• [Aim of the exercise]
Reproduce the records below, substituting "right hand" for "left hand" and leaving everything else unchanged. Omit the pictures from your answer.

----------------------------------------

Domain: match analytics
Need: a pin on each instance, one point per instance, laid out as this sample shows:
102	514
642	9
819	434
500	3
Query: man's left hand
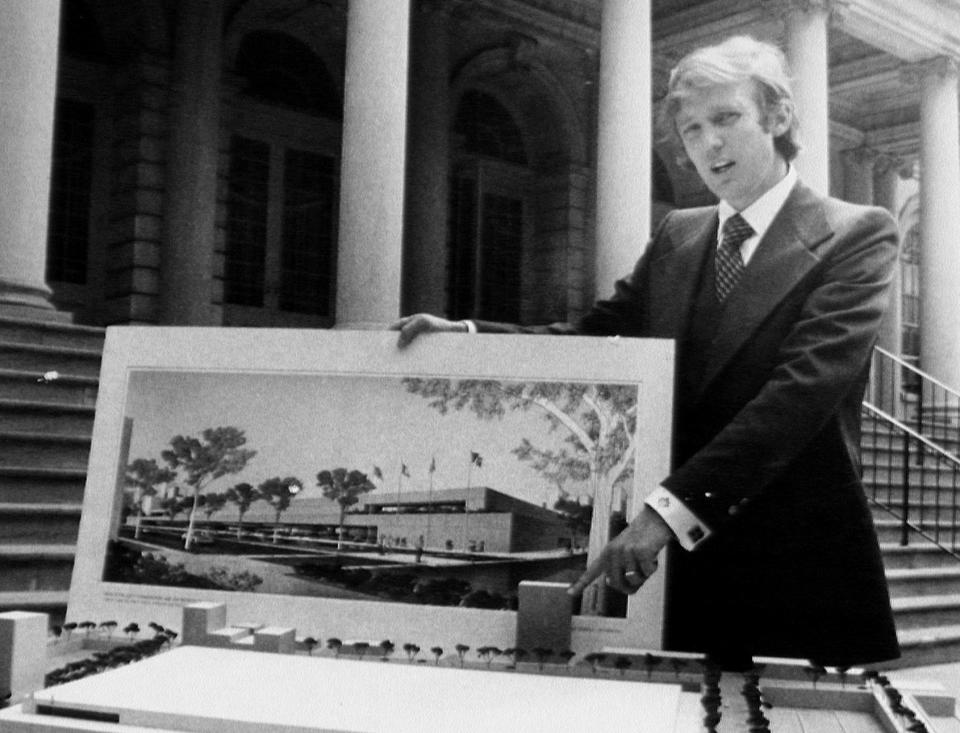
630	557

----------------------------------------

• [Solved exercise]
Domain: match analytics
Need: a pin on each instance, one point per instance, laid out as this sample shows:
102	514
642	9
819	434
500	3
Query: man's right hand
630	557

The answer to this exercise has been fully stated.